* Items *

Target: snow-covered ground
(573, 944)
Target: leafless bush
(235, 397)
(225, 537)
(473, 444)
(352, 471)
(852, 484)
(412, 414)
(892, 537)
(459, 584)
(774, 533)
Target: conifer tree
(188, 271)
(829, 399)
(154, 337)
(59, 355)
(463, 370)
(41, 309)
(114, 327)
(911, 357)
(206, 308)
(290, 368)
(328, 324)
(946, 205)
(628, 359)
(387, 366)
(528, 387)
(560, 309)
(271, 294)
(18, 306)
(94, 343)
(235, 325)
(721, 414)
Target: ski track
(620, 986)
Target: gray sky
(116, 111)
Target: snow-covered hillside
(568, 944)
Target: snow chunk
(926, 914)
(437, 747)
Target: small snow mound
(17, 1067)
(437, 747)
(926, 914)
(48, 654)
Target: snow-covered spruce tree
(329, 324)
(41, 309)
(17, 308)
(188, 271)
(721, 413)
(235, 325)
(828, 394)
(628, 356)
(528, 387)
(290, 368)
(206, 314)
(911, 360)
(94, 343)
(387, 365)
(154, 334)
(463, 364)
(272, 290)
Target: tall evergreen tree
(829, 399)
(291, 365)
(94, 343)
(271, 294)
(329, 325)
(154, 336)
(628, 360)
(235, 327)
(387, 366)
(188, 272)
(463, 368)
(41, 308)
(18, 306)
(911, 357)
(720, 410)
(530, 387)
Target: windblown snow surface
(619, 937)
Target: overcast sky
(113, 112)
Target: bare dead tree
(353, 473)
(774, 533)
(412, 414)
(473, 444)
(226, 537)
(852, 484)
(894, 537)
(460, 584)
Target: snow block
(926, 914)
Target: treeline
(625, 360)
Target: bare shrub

* To be done *
Move the data over, starting at the line that contains "Target: gray sky" and running through the final line. Keep every line in place, and add 69 to each coordinate number.

* Result for this exercise *
Target: gray sky
(185, 180)
Target: snow-covered hillside
(637, 1013)
Target: snow chunk
(995, 983)
(506, 816)
Target: small snow mound
(86, 1136)
(506, 816)
(995, 983)
(117, 723)
Target: snow-covered spruce tree
(398, 393)
(110, 378)
(86, 377)
(257, 340)
(790, 482)
(304, 394)
(897, 463)
(697, 425)
(597, 456)
(359, 437)
(275, 383)
(980, 429)
(163, 412)
(456, 434)
(223, 403)
(532, 433)
(341, 359)
Target: tall evergreen tree
(898, 468)
(360, 434)
(163, 412)
(340, 363)
(398, 394)
(223, 405)
(697, 429)
(304, 396)
(456, 435)
(257, 341)
(532, 437)
(110, 377)
(87, 375)
(980, 426)
(789, 479)
(599, 456)
Target: windblown snow surface
(688, 1006)
Target: overcast sky
(182, 181)
Target: bare dead tree
(422, 542)
(843, 602)
(481, 483)
(542, 513)
(295, 606)
(921, 553)
(963, 606)
(529, 653)
Target: snow block
(995, 983)
Target: treeline
(694, 429)
Target: bare shrub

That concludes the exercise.